• [YOUR OBJECTIVE]: Leaving out every picture, retype the lines below from the top through the one that contains "positive clicks: (808, 416)".
[Opening DATA FOR PROCESSING section]
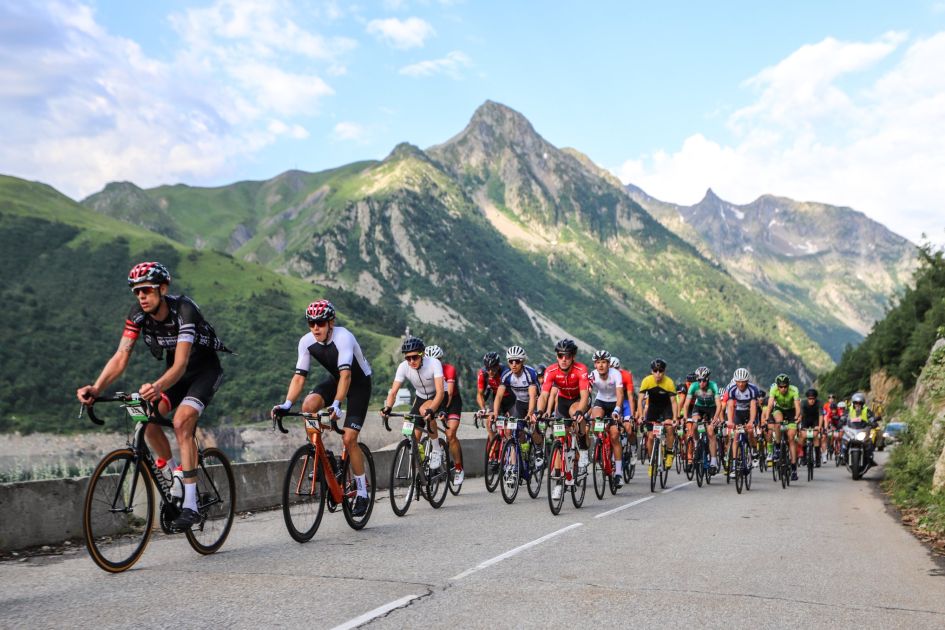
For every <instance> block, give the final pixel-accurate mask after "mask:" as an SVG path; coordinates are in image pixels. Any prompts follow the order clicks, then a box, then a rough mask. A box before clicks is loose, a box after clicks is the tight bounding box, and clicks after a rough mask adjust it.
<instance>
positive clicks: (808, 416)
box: [801, 399, 821, 429]
mask: <svg viewBox="0 0 945 630" xmlns="http://www.w3.org/2000/svg"><path fill="white" fill-rule="evenodd" d="M820 415H821V410H820V401H816V402H814V404H813V405H812V404H810V402H809V401H807V400H806V399H805V400H802V401H801V426H802V427H803V428H805V429H813V428H815V427H818V426H820Z"/></svg>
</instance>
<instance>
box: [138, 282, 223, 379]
mask: <svg viewBox="0 0 945 630" xmlns="http://www.w3.org/2000/svg"><path fill="white" fill-rule="evenodd" d="M164 301H165V303H166V304H167V307H168V310H169V313H168V315H167V317H166V318H165V319H164V320H163V321H157V320H156V319H154V317H153V316H152V315H150V314H148V313H145V312H144V311H143V310H142V309H141V305H140V304H137V303H135V305H134V306H132V307H131V311H130V312H129V313H128V319H126V320H125V330H124V332H123V333H122V336H123V337H127V338H129V339H137V338H138V336H139V335H142V334H143V338H144V343H145V344H147V346H148V349H150V350H151V354H152V355H154V358H156V359H161V358H165V359H166V362H167V365H168V366H171V365H173V364H174V351H175V349H176V348H177V344H178V343H179V342H185V343H191V344H193V346H192V347H191V350H190V357H189V359H188V362H187V373H188V374H193V373H196V372H199V371H200V370H201V369H203V368H205V367H210V368H215V367H219V365H220V364H219V360H218V358H217V354H216V353H217V352H230V350H229V349H228V348H227V347H226V346H225V345H223V342H222V341H220V339H219V338H218V337H217V335H216V332H215V331H214V330H213V326H212V325H211V324H210V322H208V321H207V320H206V319H204V318H203V314H202V313H201V312H200V308H199V307H198V306H197V304H196V303H195V302H194V301H193V300H191V299H190V298H189V297H187V296H185V295H179V296H178V295H167V296H165V297H164ZM165 351H166V352H167V355H166V356H165V354H164V353H165Z"/></svg>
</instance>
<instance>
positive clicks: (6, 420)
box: [0, 176, 399, 430]
mask: <svg viewBox="0 0 945 630" xmlns="http://www.w3.org/2000/svg"><path fill="white" fill-rule="evenodd" d="M143 259H145V260H148V259H157V260H161V261H162V262H164V263H165V264H167V265H168V267H169V268H170V269H171V273H172V274H173V276H174V282H173V285H172V289H173V290H174V292H183V293H185V294H187V295H190V296H192V297H193V298H194V299H195V300H196V301H197V303H198V304H200V306H201V308H202V310H203V311H204V313H205V315H206V316H207V318H208V319H209V320H210V321H211V322H213V324H214V326H215V327H216V329H217V331H218V333H219V334H220V336H221V338H222V339H224V340H225V341H226V343H227V345H229V346H231V347H232V348H234V349H235V350H236V351H237V352H238V353H239V356H224V358H223V363H224V370H225V372H226V376H225V381H224V385H223V386H222V387H221V389H220V392H219V393H218V395H217V398H216V399H215V400H214V404H213V405H212V406H211V408H210V409H209V410H208V413H207V420H206V421H207V422H210V423H213V422H219V421H220V420H221V419H230V420H237V421H244V422H245V421H247V420H249V419H254V418H256V417H258V415H259V414H260V413H261V412H262V411H264V410H265V409H267V408H268V406H269V405H271V404H272V403H273V401H278V400H279V399H280V398H281V397H282V396H283V395H284V393H285V391H284V390H285V386H286V383H287V382H288V379H289V378H290V376H291V374H292V369H293V367H294V365H295V351H296V344H297V341H298V338H299V336H301V335H302V334H303V333H304V332H306V327H305V324H304V319H303V317H302V313H303V310H304V307H305V305H306V304H307V303H308V302H309V301H311V300H312V299H313V297H314V296H318V295H323V294H324V293H325V289H324V288H322V287H318V286H313V285H312V284H310V283H308V282H305V281H302V280H299V279H297V278H291V277H286V276H281V275H279V274H275V273H273V272H272V271H270V270H269V269H266V268H264V267H262V266H260V265H256V264H253V263H249V262H246V261H240V260H236V259H233V258H231V257H230V256H228V255H225V254H220V253H217V252H211V251H197V250H195V249H193V248H190V247H186V246H184V245H181V244H180V243H177V242H174V241H171V240H170V239H167V238H165V237H163V236H161V235H158V234H156V233H154V232H150V231H148V230H145V229H143V228H140V227H136V226H133V225H130V224H129V223H126V222H123V221H118V220H115V219H112V218H109V217H106V216H103V215H101V214H99V213H96V212H93V211H91V210H88V209H87V208H84V207H82V206H80V205H79V204H77V203H75V202H73V201H71V200H70V199H68V198H67V197H65V196H63V195H61V194H59V193H57V192H56V191H55V190H53V189H52V188H50V187H48V186H45V185H42V184H36V183H31V182H26V181H23V180H19V179H15V178H12V177H4V176H0V265H2V268H3V269H4V272H3V274H2V275H0V298H2V300H3V302H4V304H5V306H6V308H4V309H3V310H2V312H0V331H2V332H0V347H2V348H3V352H2V353H0V430H9V429H23V430H35V429H43V430H59V429H70V428H76V427H77V426H78V425H76V423H75V422H74V420H73V419H74V414H75V412H76V410H77V405H76V404H74V400H75V399H74V391H75V388H76V387H78V386H80V385H82V384H85V383H87V382H90V381H91V380H92V379H94V378H95V377H96V376H97V375H98V372H99V370H101V368H102V366H103V365H104V363H105V361H106V360H107V359H108V358H109V357H110V356H111V354H112V353H113V352H114V349H115V348H116V347H117V344H118V339H119V337H120V335H121V329H122V325H123V321H124V317H125V316H126V315H127V313H128V310H129V309H130V308H131V306H132V304H133V303H134V300H133V298H132V296H131V295H130V293H128V288H127V286H126V284H125V281H124V278H125V275H126V274H127V271H128V269H129V268H130V267H131V265H132V264H134V263H135V262H138V261H140V260H143ZM332 294H333V297H336V299H337V301H338V303H339V307H340V308H341V317H340V320H341V323H342V324H343V325H346V326H349V327H351V328H352V329H353V330H355V332H356V334H357V335H358V338H359V340H360V341H361V343H362V345H363V346H364V348H365V352H367V353H368V355H369V356H371V357H377V359H376V360H375V361H374V364H375V366H376V369H377V371H378V372H379V373H380V374H379V378H378V379H377V381H376V383H377V392H376V393H377V394H378V395H383V392H386V389H387V385H388V383H386V382H385V381H387V380H388V379H389V378H390V377H391V374H392V372H391V369H390V366H391V365H392V358H391V357H392V353H393V352H394V351H395V349H396V347H397V345H398V343H399V340H398V339H396V338H393V337H391V336H387V335H384V334H378V333H377V332H375V329H374V328H373V327H371V326H365V325H364V323H363V322H364V321H370V320H363V319H359V318H358V317H357V310H356V308H357V304H358V302H359V299H358V298H357V297H356V296H352V295H348V294H340V293H339V292H337V291H333V292H332ZM162 366H163V363H159V362H157V361H155V360H154V359H152V358H151V356H150V354H149V353H148V352H147V351H145V350H143V348H140V347H139V348H138V349H137V351H136V353H135V357H134V359H133V361H132V366H131V368H130V369H129V372H128V373H126V375H125V377H123V378H122V380H121V382H120V383H116V386H117V387H121V388H124V389H136V388H137V386H138V385H139V384H140V383H141V382H143V380H145V379H146V378H148V377H150V378H154V376H155V375H156V374H157V373H160V371H161V370H162V369H163V367H162ZM83 428H84V427H83Z"/></svg>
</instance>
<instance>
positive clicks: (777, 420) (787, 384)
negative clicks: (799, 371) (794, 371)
mask: <svg viewBox="0 0 945 630" xmlns="http://www.w3.org/2000/svg"><path fill="white" fill-rule="evenodd" d="M800 415H801V394H800V392H799V391H798V390H797V387H796V386H795V385H791V378H790V377H789V376H788V375H787V374H778V376H777V377H776V378H775V379H774V384H773V385H772V386H771V389H770V390H768V407H767V409H765V418H763V420H768V429H769V430H770V431H771V432H772V433H773V439H774V443H779V442H780V440H781V431H782V430H786V431H787V444H788V448H789V449H790V455H791V481H797V450H796V449H795V447H794V445H795V444H796V443H797V418H798V417H799V416H800ZM771 419H773V420H774V422H771V421H770V420H771ZM769 444H770V446H769V448H771V449H772V450H771V451H769V454H771V455H772V457H771V459H773V457H774V456H773V452H774V451H773V448H774V445H773V444H771V443H769ZM769 461H770V460H769Z"/></svg>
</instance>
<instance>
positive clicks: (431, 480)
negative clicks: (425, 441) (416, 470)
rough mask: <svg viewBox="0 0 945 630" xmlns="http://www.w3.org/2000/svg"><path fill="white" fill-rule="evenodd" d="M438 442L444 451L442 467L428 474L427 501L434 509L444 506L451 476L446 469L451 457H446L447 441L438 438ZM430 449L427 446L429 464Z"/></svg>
mask: <svg viewBox="0 0 945 630" xmlns="http://www.w3.org/2000/svg"><path fill="white" fill-rule="evenodd" d="M437 441H439V443H440V449H441V450H442V451H443V453H444V456H443V457H441V458H440V467H439V468H436V469H432V468H431V469H429V471H428V473H427V474H428V476H427V501H429V502H430V506H431V507H433V508H434V509H436V508H439V507H440V506H441V505H443V501H445V500H446V492H447V490H448V486H449V476H450V475H449V469H448V468H447V467H446V466H448V465H449V464H448V460H449V457H447V456H446V452H447V450H446V449H447V446H446V441H445V440H444V439H443V438H437ZM430 448H431V447H430V445H429V444H427V455H426V461H427V462H429V461H430Z"/></svg>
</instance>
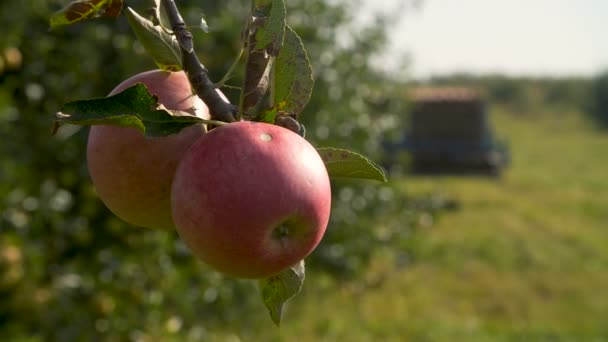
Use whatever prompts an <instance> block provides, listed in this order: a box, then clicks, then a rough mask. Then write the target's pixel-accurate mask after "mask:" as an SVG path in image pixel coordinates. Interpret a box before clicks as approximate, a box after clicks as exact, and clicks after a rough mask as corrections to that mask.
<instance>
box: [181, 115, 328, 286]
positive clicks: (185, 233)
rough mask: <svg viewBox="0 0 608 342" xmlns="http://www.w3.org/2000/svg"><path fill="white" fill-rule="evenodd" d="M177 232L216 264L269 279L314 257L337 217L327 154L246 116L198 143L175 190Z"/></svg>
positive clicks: (204, 138) (263, 123)
mask: <svg viewBox="0 0 608 342" xmlns="http://www.w3.org/2000/svg"><path fill="white" fill-rule="evenodd" d="M171 202H172V208H173V220H174V222H175V227H176V229H177V232H178V233H179V235H180V236H181V238H182V239H183V240H184V242H185V243H186V245H187V246H188V247H189V248H190V249H191V250H192V252H193V253H194V255H196V256H197V257H198V258H200V259H201V260H202V261H204V262H205V263H207V264H209V265H210V266H212V267H213V268H215V269H216V270H218V271H220V272H223V273H226V274H228V275H230V276H235V277H241V278H264V277H269V276H271V275H274V274H276V273H279V272H280V271H282V270H284V269H286V268H288V267H289V266H291V265H293V264H295V263H297V262H298V261H300V260H302V259H303V258H304V257H306V256H307V255H308V254H309V253H310V252H312V250H313V249H314V248H315V247H316V246H317V244H318V243H319V241H320V240H321V238H322V237H323V234H324V233H325V229H326V227H327V223H328V220H329V213H330V207H331V189H330V183H329V177H328V175H327V170H326V169H325V165H324V163H323V161H322V160H321V157H320V156H319V154H318V153H317V151H316V150H315V149H314V147H313V146H312V145H310V144H309V143H308V142H307V141H306V140H304V138H302V137H300V136H299V135H297V134H296V133H294V132H292V131H290V130H287V129H285V128H282V127H278V126H275V125H270V124H265V123H253V122H246V121H241V122H237V123H232V124H228V125H225V126H221V127H218V128H216V129H214V130H212V131H211V132H209V133H207V134H206V135H205V136H203V137H202V138H200V139H199V140H198V141H197V142H196V143H195V144H193V145H192V146H191V147H190V149H189V150H188V153H186V155H184V157H183V159H182V161H181V162H180V164H179V166H178V168H177V171H176V173H175V178H174V180H173V185H172V190H171Z"/></svg>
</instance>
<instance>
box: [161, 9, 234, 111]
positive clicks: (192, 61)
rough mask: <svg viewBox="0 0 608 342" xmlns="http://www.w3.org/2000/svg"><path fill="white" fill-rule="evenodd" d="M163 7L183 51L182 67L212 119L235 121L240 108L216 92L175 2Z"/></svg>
mask: <svg viewBox="0 0 608 342" xmlns="http://www.w3.org/2000/svg"><path fill="white" fill-rule="evenodd" d="M163 5H164V7H165V11H166V12H167V16H168V17H169V22H170V23H171V29H172V30H173V32H174V33H175V36H176V38H177V42H178V43H179V46H180V49H181V51H182V66H183V68H184V71H185V72H186V74H187V75H188V80H189V81H190V85H191V87H192V89H193V90H194V92H195V93H196V94H197V95H198V97H200V98H201V99H202V100H203V102H205V104H206V105H207V106H208V107H209V112H210V113H211V118H212V119H214V120H219V121H224V122H233V121H235V115H236V114H237V112H238V108H237V107H236V106H234V105H232V104H230V103H229V102H226V101H225V100H224V99H222V97H221V96H220V95H219V94H218V92H217V91H216V86H215V84H214V83H213V82H212V81H211V79H210V78H209V72H208V71H207V69H206V68H205V67H204V66H203V64H202V63H201V62H200V60H199V59H198V57H197V55H196V53H195V52H194V44H193V40H192V33H191V32H190V31H188V29H187V27H186V23H185V22H184V19H183V18H182V16H181V14H180V13H179V10H178V8H177V5H176V4H175V1H174V0H163Z"/></svg>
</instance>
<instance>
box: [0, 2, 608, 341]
[Closing DATA FOR PROCESSING section]
• [REPLY TO THE EXERCISE]:
For every <instance> block, give the final pixel-accurate mask after "mask:" as an SVG path; coordinates are in image pixels. Any prompts follow the order clicks, then a box, then a rough mask. A box before clicks is loose, a box after clicks is the tight bounding box, and clicks after a rough mask adjust it.
<instance>
positive clicks: (808, 416)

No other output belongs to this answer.